> [Görevler]
A - Rüya yazısında "Rüya bir görme" ile "ve tanımı çıkıyor." arasındaki bölümü, bu iki ifade de dahil olmak üzere harfi harfine yinele.
B - Aşağıdaki ifadelerin rüya yazısıyla uyuşup uyuşmadığını belirt. Her biri için evet ya da hayır de ve kararı veren sözleri yazıdan aynen aktar.
(i) Kur'ân'da 'rü'yâ' kelimesi yedi yerde geçer.
(ii) Rüya kafa gözüyle görülür.
(iii) Yakub aleyhisselâm, Yûsuf aleyhisselâma rüyasını kardeşlerine anlatmasını öğütler.
C - Rüya yazısına göre şu soruları yanıtla:
(i) Rüya, görünen âlem sınırları içinde hangi âleme açılan bir penceredir?
(ii) "Sen rüyanda emrolunana uydun" cümlesi hangi sure ve âyette geçer?
(iii) Rüyanın kimlere anlatılması gerektiğine işaret ediliyor?

> [Verilen Metin]

|---|

NuruAhsen
Sonsuz Temâþâ
RÜYA hepimizin bildiği bir gerçek. Her gün görüyoruz, yaşıyoruz ve biliyoruz. Nasıl uyanık haldeyken zihnimizden birtakım hayal ve hatıralar geçiyorsa, uykuya dalınca da rüya olayı devreye giriyor.
Rüya bir görme işi. Kafa gözüyle değil, ruhumuzun göze ihtiyaç duymadan gördükleri, duydukları, hissettikleri... Rüya, görünen âlem sınırları içinde gayb âlemine açılan bir pencere, bir temâşa, bir seyir ânı.
Meselenin aslına bakılacak olursa, rüya Kur’ân’ın sahip çıktığı bir şuur olayıdır. Kur’ân’da yedi yerde ‘rü’yâ’ kelimesine yer veriliyor ve âyetlerin içinden rüyanın anlamı ve tanımı çıkıyor.
“Allah, Resûlünün gördüğü rüyayı hak ile tasdik etti” (Fetih, 48:27) ifadesiyle, “Sen rüyanda emrolunana uydun” (Sâffât, 37:105) cümlesinde ‘sâdık-doğru rüya’ anlatılıyor ve asıl rüyanın bu ‘rüya’ olduğu belirtiliyor. Sâdık rüyanın da “Eğer rüya tabirini biliyorsanız, benim bu rüyamı tabir edin” (Yûsuf, 12:43) âyetiyle tabire değer, tabir edilebilen bir rüya olduğu bildiriliyor.
Sâdık rüyayı görünce kime anlatılacağı noktasında da, Yakub aleyhisselâmın oğlu Yûsuf aleyhisselâma tenbih ettiği, “Rüyanı sakın kardeşlerine anlatma yavrum, yoksa sana bir tuzak kurarlar” (Yûsuf, 12:5) ölçüsüne bakılarak rüyanın dost kimselere anlatılmasının gereğine işaret ediliyor.

|---|

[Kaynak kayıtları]

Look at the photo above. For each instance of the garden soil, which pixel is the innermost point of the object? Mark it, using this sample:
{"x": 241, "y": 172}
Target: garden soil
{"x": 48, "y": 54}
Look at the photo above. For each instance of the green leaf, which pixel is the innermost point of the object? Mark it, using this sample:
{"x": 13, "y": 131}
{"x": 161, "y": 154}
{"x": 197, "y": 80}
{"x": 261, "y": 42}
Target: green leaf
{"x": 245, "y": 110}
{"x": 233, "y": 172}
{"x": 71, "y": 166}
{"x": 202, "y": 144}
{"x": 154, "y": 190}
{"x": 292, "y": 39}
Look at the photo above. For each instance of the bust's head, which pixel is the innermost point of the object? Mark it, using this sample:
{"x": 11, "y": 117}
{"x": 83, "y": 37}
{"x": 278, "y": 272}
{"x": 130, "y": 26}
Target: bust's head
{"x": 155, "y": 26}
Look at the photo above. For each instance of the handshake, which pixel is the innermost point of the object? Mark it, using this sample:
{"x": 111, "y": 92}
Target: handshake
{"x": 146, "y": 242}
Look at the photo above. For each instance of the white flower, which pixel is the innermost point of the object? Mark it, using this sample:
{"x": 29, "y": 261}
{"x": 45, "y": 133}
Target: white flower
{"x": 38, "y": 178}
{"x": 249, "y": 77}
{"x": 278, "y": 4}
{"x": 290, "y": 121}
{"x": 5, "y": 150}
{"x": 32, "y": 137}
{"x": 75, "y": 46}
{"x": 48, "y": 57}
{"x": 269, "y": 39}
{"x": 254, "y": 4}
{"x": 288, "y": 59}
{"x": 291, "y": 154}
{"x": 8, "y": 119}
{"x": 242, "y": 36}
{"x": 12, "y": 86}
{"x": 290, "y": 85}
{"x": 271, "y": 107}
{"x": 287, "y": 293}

|---|

> [Sıralı Yanıtlar]
A -
Rüya bir görme işi. Kafa gözüyle değil, ruhumuzun göze ihtiyaç duymadan gördükleri, duydukları, hissettikleri... Rüya, görünen âlem sınırları içinde gayb âlemine açılan bir pencere, bir temâşa, bir seyir ânı.
Meselenin aslına bakılacak olursa, rüya Kur’ân’ın sahip çıktığı bir şuur olayıdır. Kur’ân’da yedi yerde ‘rü’yâ’ kelimesine yer veriliyor ve âyetlerin içinden rüyanın anlamı ve tanımı çıkıyor.

B -
(i) Evet: "Kur’ân’da yedi yerde ‘rü’yâ’ kelimesine yer veriliyor"
(ii) Hayır: "Kafa gözüyle değil, ruhumuzun göze ihtiyaç duymadan gördükleri"
(iii) Hayır: "Rüyanı sakın kardeşlerine anlatma yavrum"

C -
(i) Gayb âlemine.
(ii) Sâffât, 37:105.
(iii) Dost kimselere.